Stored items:
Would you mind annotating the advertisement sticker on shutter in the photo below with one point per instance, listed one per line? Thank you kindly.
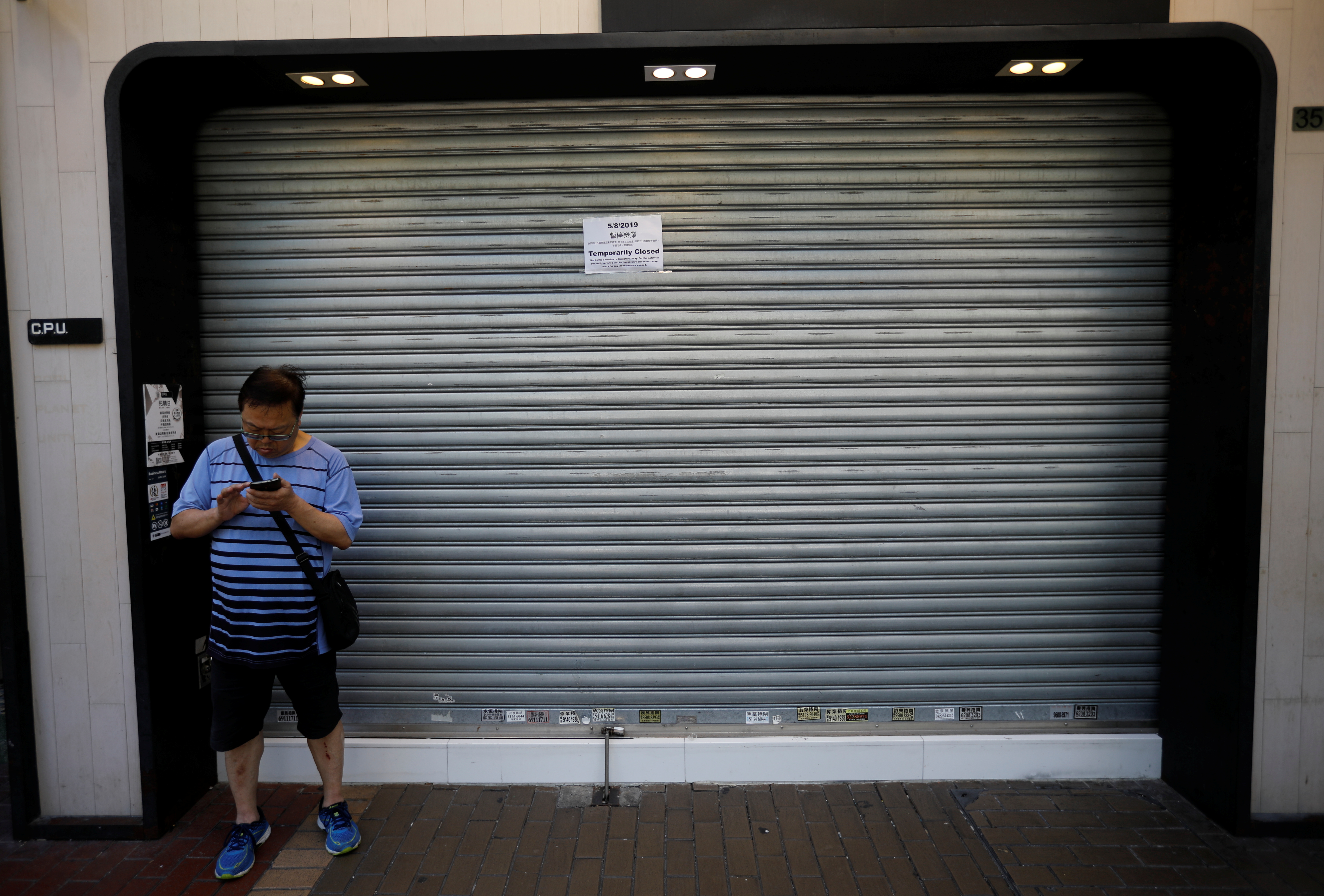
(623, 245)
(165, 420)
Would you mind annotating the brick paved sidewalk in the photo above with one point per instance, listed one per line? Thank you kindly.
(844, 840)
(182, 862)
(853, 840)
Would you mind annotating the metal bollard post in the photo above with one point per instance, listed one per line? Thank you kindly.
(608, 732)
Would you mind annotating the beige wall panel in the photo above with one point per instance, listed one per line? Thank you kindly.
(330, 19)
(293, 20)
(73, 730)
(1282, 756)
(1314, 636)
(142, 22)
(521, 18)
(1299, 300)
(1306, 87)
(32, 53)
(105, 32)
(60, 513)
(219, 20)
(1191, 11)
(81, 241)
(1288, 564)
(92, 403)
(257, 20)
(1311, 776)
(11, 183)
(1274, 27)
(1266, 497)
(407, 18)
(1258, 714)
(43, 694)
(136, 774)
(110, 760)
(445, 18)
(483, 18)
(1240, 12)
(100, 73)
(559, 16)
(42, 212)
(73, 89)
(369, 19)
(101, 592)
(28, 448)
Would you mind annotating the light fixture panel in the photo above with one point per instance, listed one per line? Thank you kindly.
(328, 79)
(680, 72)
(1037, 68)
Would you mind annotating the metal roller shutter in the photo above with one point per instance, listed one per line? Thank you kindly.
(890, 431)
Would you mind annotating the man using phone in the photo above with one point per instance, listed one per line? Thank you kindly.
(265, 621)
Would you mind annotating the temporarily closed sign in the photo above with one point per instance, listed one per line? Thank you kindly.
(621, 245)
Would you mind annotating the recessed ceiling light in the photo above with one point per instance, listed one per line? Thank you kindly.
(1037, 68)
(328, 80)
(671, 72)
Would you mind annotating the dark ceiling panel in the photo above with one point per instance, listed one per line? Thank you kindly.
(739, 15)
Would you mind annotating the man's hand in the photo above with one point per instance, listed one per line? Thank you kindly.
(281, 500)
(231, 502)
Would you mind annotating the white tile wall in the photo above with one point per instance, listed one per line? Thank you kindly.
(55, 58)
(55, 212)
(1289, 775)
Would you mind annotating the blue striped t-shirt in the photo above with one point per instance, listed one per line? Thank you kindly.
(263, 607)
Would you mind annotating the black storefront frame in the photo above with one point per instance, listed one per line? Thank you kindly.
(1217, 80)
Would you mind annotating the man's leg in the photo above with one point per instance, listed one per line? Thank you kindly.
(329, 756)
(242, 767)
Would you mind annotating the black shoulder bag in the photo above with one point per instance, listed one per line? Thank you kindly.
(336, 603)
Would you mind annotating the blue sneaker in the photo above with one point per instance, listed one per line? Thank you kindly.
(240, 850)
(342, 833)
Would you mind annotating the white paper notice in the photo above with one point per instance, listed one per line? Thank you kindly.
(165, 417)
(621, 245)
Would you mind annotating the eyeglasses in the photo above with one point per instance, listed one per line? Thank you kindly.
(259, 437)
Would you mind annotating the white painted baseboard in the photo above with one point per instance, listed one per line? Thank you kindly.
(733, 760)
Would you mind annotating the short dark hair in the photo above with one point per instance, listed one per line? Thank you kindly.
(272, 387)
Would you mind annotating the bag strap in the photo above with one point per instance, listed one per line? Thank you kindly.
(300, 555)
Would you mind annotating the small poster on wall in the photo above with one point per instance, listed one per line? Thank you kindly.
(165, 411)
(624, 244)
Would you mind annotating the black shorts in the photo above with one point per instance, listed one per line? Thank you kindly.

**Exercise brief**
Extract the lines above from the one containing "Would you mind annotating the eyeglasses" to the last line, both included, exactly as written.

**Answer to this problem**
Would you mind annotating the eyeglasses in the photo above with one point per instance, listed one per line? Thank you kindly.
(259, 437)
Would you mind annotating the white painted baseboard in the photo above with one point per instance, listed one per line? Thank you kindly.
(733, 760)
Would you mind annotating the short dark hair in the photo above with one point per instance, listed one per line? Thank you kindly.
(272, 387)
Would you mind annotating the bag strap in the photo above with one point per instance, listed one per line? Thank you kindly.
(300, 555)
Would you mind annotating the small poster on wall in the photo above with one point per instance, listed one per line? Thank you kindly.
(165, 411)
(624, 244)
Would you mind annotating the black shorts in the photo above with one point per instance, listed one per line? Thank you kindly.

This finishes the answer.